■ REQUIRED WORK:
Pictures don't belong in the copy; print all the records exactly.

┌─ RECORDS

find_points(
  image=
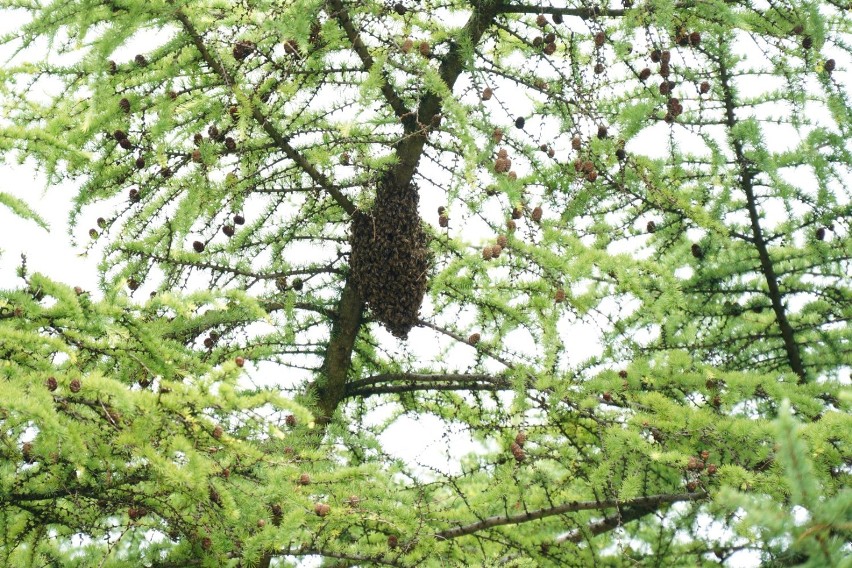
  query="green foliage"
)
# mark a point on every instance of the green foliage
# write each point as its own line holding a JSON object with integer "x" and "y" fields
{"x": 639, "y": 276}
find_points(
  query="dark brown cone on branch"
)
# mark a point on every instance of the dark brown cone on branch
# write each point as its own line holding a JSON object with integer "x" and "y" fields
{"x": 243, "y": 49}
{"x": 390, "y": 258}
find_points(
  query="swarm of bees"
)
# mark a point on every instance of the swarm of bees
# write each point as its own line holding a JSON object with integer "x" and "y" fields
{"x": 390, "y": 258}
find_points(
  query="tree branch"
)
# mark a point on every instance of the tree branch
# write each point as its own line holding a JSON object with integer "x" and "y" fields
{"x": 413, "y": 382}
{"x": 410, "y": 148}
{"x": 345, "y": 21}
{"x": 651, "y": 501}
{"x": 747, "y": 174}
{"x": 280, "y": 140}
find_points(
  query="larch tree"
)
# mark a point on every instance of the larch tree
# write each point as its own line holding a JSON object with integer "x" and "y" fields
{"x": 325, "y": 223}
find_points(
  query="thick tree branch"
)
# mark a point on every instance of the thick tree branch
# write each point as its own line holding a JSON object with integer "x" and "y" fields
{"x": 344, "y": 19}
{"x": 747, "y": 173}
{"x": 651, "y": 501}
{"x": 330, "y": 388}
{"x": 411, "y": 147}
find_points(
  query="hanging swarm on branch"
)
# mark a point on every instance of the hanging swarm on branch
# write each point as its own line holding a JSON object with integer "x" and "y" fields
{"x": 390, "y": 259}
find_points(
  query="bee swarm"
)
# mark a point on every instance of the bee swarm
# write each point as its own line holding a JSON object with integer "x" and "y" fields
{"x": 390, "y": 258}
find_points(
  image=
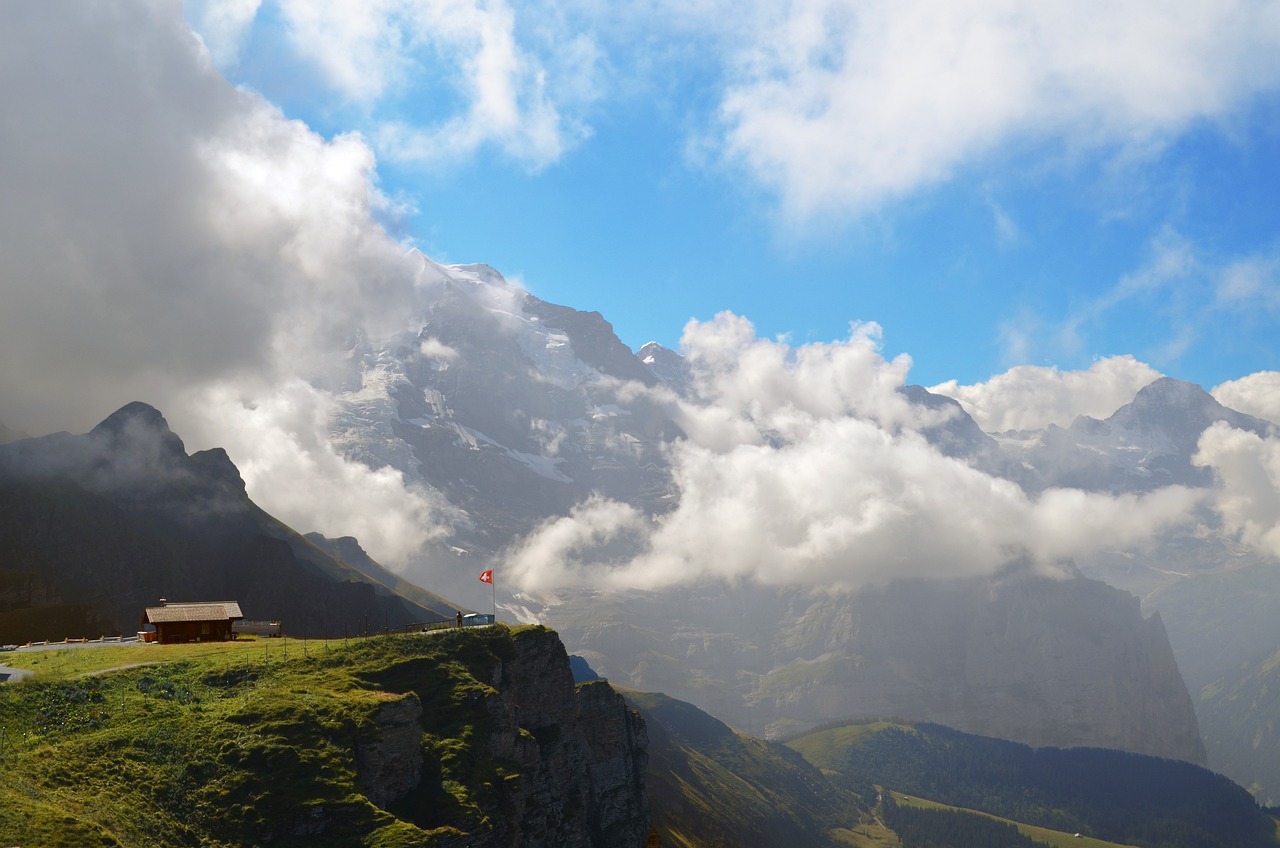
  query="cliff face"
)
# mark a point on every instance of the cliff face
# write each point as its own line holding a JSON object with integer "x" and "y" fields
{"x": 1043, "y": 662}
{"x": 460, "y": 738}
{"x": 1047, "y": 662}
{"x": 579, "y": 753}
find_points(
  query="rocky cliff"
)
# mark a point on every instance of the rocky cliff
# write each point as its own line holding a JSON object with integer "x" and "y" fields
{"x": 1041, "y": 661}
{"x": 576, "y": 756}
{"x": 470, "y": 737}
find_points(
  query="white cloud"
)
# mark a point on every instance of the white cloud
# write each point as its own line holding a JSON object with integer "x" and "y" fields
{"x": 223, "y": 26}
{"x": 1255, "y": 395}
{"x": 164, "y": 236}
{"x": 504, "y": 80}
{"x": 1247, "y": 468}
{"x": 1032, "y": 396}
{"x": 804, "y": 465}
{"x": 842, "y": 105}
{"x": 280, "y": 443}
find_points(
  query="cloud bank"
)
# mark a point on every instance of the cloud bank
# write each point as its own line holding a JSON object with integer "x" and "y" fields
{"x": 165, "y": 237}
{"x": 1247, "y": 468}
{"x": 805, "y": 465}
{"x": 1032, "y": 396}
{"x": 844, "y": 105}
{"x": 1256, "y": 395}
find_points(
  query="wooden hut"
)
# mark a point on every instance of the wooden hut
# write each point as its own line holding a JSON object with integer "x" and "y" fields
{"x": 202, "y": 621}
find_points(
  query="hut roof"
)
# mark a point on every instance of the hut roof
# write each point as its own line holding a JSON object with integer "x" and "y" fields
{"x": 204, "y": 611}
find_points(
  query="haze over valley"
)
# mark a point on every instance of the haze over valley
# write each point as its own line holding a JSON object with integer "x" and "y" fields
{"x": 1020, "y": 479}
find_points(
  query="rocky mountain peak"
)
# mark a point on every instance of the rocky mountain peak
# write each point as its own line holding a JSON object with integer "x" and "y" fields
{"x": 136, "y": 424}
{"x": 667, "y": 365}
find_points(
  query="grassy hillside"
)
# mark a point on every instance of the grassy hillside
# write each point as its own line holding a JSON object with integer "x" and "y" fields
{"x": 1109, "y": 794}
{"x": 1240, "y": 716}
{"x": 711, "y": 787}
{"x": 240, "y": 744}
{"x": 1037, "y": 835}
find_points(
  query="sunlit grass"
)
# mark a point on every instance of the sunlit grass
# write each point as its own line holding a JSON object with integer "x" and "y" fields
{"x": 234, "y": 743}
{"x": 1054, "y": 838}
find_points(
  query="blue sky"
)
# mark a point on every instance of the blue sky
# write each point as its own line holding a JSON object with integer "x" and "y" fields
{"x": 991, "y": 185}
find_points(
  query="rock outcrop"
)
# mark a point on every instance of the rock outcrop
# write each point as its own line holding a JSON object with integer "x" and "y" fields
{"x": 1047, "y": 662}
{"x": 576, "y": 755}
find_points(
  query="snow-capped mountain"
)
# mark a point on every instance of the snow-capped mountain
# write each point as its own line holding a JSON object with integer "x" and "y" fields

└─

■ EXERCISE RESULT:
find_points(
  image=
  query="green foliage"
)
# mark a point on every instance of the green foliage
# write each point as its own line holding a JSON object with integer "x" and "y" fields
{"x": 639, "y": 276}
find_points(
  query="dark brown cone on branch"
)
# mark a point on every instance of the dark brown cone on branch
# write each point as its own line holding a JSON object with integer "x" and "y" fields
{"x": 243, "y": 49}
{"x": 390, "y": 258}
find_points(
  query="swarm of bees"
)
# mark a point on every instance of the swarm of bees
# write each point as its own line holding a JSON object with integer "x" and "y" fields
{"x": 390, "y": 258}
find_points(
  query="tree branch"
)
# mark a point on every instance of the tree branch
# write each point as its own line holding a JSON object with integer "x" and "y" fields
{"x": 413, "y": 382}
{"x": 410, "y": 148}
{"x": 345, "y": 21}
{"x": 651, "y": 501}
{"x": 747, "y": 174}
{"x": 280, "y": 140}
find_points(
  query="larch tree"
)
# mark a point on every instance of the larch tree
# write each point as its own line holding a JSON object with integer "x" and "y" fields
{"x": 325, "y": 223}
find_points(
  query="thick tree branch"
)
# mark a point on every instance of the thick tree branch
# write each point as its own line holding a JSON object with integer "x" and "y" fields
{"x": 344, "y": 19}
{"x": 747, "y": 173}
{"x": 651, "y": 501}
{"x": 330, "y": 388}
{"x": 411, "y": 147}
find_points(
  query="hanging swarm on branch"
)
# mark a point on every instance of the hanging swarm on branch
# write each point as its own line holding a JSON object with integer "x" and "y" fields
{"x": 390, "y": 259}
find_points(
  query="bee swarm"
)
# mark a point on every instance of the bee swarm
# write each point as its own line holding a JSON object with integer "x" and "y" fields
{"x": 390, "y": 258}
find_points(
  image=
  query="cliff face"
)
# mark a point on every instance of the cliff face
# write each point as its own line holding a JSON object with integer "x" and "y" fields
{"x": 1043, "y": 662}
{"x": 460, "y": 738}
{"x": 1047, "y": 662}
{"x": 579, "y": 753}
find_points(
  query="rocky cliff"
)
# mark a point on every instance of the rocky cliff
# write each point as its own line holding a JSON object with integer "x" and "y" fields
{"x": 1041, "y": 661}
{"x": 576, "y": 756}
{"x": 470, "y": 737}
find_points(
  query="white cloud"
)
# mark a point on every instance of the white cloud
# write each point as its own line holding a JSON object with integer "x" and "y" fields
{"x": 223, "y": 26}
{"x": 1255, "y": 395}
{"x": 164, "y": 236}
{"x": 504, "y": 80}
{"x": 1247, "y": 468}
{"x": 1032, "y": 396}
{"x": 804, "y": 465}
{"x": 842, "y": 105}
{"x": 280, "y": 443}
find_points(
  query="cloud bank"
)
# mark a point on every instance of the cloud bank
# write each point as its own line holding a JSON object with integer "x" and "y" fields
{"x": 165, "y": 237}
{"x": 1247, "y": 468}
{"x": 805, "y": 465}
{"x": 1032, "y": 396}
{"x": 844, "y": 105}
{"x": 1256, "y": 395}
find_points(
  query="wooden hut"
)
# mark a point on every instance of the wooden hut
# write each point as its own line holding a JSON object with integer "x" and "y" fields
{"x": 202, "y": 621}
find_points(
  query="hut roof"
)
# mark a point on every instance of the hut roof
# write each point as its own line holding a JSON object with integer "x" and "y" fields
{"x": 204, "y": 611}
find_points(
  query="haze over valley"
)
# mark a point on every instance of the haze over valley
# write each point as its own line holding a JSON object with integer "x" and "y" fields
{"x": 1020, "y": 479}
find_points(
  query="rocky mountain peak"
)
# mark a point on every instance of the rocky mountain peak
# write each point as its own line holding a JSON object with integer "x" and "y" fields
{"x": 136, "y": 424}
{"x": 667, "y": 365}
find_points(
  query="grassy hillside"
)
# mark a point on every instance of the grassy hillside
# write each point as its own line holding a JSON object with integer "x" and "y" fields
{"x": 1109, "y": 794}
{"x": 1240, "y": 716}
{"x": 711, "y": 787}
{"x": 240, "y": 744}
{"x": 1037, "y": 835}
find_points(
  query="sunlit grass"
)
# mark a point on every instance of the sunlit grass
# write each point as its own line holding a JSON object with integer "x" and "y" fields
{"x": 234, "y": 743}
{"x": 1054, "y": 838}
find_points(
  query="blue sky"
)
# mark a point on every instance of the blue sky
# write each point as its own line holding a JSON object with integer "x" and "y" fields
{"x": 991, "y": 185}
find_points(
  query="rock outcrop"
)
# mark a point on every instance of the rock outcrop
# write each point as its own line holding a JSON object with integer "x" and "y" fields
{"x": 1047, "y": 662}
{"x": 576, "y": 755}
find_points(
  query="snow-capped mountain"
)
# mark a point on every instance of the snow-capped mountain
# write each point as its own line holding a JSON object with integer "x" and "y" fields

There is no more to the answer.